▶ **The task**
Put the lines of every item below into one numbered list, leaving out any blank lines.

▶ **Source data**
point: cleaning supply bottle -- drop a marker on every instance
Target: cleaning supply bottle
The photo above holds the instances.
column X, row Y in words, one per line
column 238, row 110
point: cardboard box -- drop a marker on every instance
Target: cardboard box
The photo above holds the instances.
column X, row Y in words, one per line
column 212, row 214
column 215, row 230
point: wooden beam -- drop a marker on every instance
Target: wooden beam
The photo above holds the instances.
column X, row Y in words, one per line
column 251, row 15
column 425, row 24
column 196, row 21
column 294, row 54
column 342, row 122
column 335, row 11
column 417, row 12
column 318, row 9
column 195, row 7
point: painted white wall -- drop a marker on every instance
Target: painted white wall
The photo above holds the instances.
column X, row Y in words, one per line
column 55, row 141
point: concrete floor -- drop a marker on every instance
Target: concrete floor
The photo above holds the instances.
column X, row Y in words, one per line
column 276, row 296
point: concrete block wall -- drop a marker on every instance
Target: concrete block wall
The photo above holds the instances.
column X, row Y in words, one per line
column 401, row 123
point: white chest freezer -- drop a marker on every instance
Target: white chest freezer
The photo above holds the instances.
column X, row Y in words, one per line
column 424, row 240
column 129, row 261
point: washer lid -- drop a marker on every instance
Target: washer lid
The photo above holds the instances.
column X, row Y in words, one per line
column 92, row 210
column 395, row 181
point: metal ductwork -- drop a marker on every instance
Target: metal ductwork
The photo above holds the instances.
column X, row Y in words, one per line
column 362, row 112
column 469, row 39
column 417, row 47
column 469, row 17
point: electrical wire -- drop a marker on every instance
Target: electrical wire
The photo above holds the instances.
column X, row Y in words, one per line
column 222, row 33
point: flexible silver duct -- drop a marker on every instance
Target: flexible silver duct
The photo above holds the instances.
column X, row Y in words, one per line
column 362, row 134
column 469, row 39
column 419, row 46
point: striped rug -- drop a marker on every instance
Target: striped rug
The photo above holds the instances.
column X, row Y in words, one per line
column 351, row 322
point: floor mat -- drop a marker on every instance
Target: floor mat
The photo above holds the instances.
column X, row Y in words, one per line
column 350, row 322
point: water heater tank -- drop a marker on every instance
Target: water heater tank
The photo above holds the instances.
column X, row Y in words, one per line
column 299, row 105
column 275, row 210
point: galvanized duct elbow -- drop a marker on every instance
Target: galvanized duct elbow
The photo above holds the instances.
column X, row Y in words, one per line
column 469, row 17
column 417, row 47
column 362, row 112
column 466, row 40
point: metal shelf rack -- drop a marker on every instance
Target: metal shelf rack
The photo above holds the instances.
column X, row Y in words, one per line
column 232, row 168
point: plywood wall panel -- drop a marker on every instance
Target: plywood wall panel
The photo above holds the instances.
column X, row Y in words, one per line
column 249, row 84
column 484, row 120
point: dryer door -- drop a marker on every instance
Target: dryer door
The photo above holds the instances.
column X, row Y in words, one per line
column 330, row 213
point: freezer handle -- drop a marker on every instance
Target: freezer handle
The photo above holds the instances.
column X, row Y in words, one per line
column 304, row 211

▶ **Full answer**
1. point: cleaning supply bottle -- drop a marker on every instance
2. Target: cleaning supply bottle
3. The photo above holds the instances.
4. column X, row Y in words, one per line
5. column 238, row 110
6. point: cardboard box -- drop a marker on every instance
7. Target: cardboard box
8. The photo above holds the instances.
9. column X, row Y in words, one per line
10. column 212, row 214
11. column 215, row 230
12. point: wooden beam -- drop a marker on every instance
13. Target: wooden beam
14. The photo above holds the instances.
15. column X, row Y in words, one per line
16. column 251, row 15
17. column 425, row 24
18. column 196, row 21
19. column 294, row 54
20. column 342, row 122
21. column 335, row 11
22. column 417, row 12
23. column 318, row 9
24. column 195, row 7
25. point: painted white wall -- drop a marker on every instance
26. Target: painted white wall
27. The photo above holds the instances.
28. column X, row Y in words, one per line
29. column 55, row 141
30. point: concrete floor -- drop a marker on every instance
31. Target: concrete floor
32. The photo above holds the instances.
33. column X, row Y in words, one per line
34. column 276, row 296
35. point: concrete block wall -- drop a marker on every instance
36. Target: concrete block wall
37. The photo above holds the instances.
38. column X, row Y in words, one per line
39. column 401, row 123
40. point: white chest freezer -- drop a marker on every instance
41. Target: white chest freezer
42. The photo above holds the instances.
43. column X, row Y in words, one per line
44. column 424, row 240
45. column 129, row 261
46. point: washer lid -- drop a marker on every instance
47. Target: washer lid
48. The photo above holds the instances.
49. column X, row Y in words, one per line
50. column 92, row 210
51. column 395, row 181
52. point: metal ductwork -- drop a marker on every instance
53. Target: metal ductwork
54. The photo above holds the instances.
55. column X, row Y in words, one per line
56. column 362, row 112
57. column 469, row 39
58. column 417, row 47
59. column 469, row 17
60. point: electrical wire -- drop a marker on every instance
61. Target: electrical wire
62. The photo above holds the instances.
63. column X, row Y in words, one per line
64. column 222, row 33
65. point: flexible silver duct -- drop a marker on every instance
66. Target: flexible silver duct
67. The photo above holds the instances.
68. column X, row Y in words, one per line
69. column 362, row 134
70. column 469, row 39
71. column 419, row 46
72. point: striped rug -- drop a marker on every instance
73. Target: striped rug
74. The photo above holds the instances.
75. column X, row Y in words, one per line
76. column 351, row 322
77. point: floor mat -- drop a marker on every instance
78. Target: floor mat
79. The photo above holds the instances.
80. column X, row Y in words, one per line
81. column 350, row 322
82. point: water heater tank -- drop a marker on every instance
83. Target: water heater tank
84. The photo above holds the instances.
85. column X, row Y in words, one per line
86. column 299, row 105
87. column 275, row 210
88. point: galvanized duct elbow -- drop a marker on every instance
89. Target: galvanized duct elbow
90. The photo above holds the instances.
91. column X, row Y in words, one per line
92. column 469, row 17
93. column 417, row 47
94. column 362, row 112
95. column 466, row 40
96. point: metal shelf rack -- drop a marker on every instance
97. Target: metal shelf rack
98. The photo above holds the instances.
99. column X, row Y in words, one per line
100. column 232, row 168
101. point: plywood wall panel -- drop a marker on every instance
102. Target: plywood wall panel
103. The photo above holds the instances.
104. column X, row Y in words, one per line
105. column 249, row 84
106. column 484, row 120
107. point: dryer door -- drop a marker on every instance
108. Target: dryer door
109. The photo above holds the instances.
110. column X, row Y in words, one per line
111. column 330, row 213
112. point: freezer handle -- drop a marker on every instance
113. Target: freezer handle
114. The photo above holds the instances.
115. column X, row Y in words, one per line
116. column 304, row 211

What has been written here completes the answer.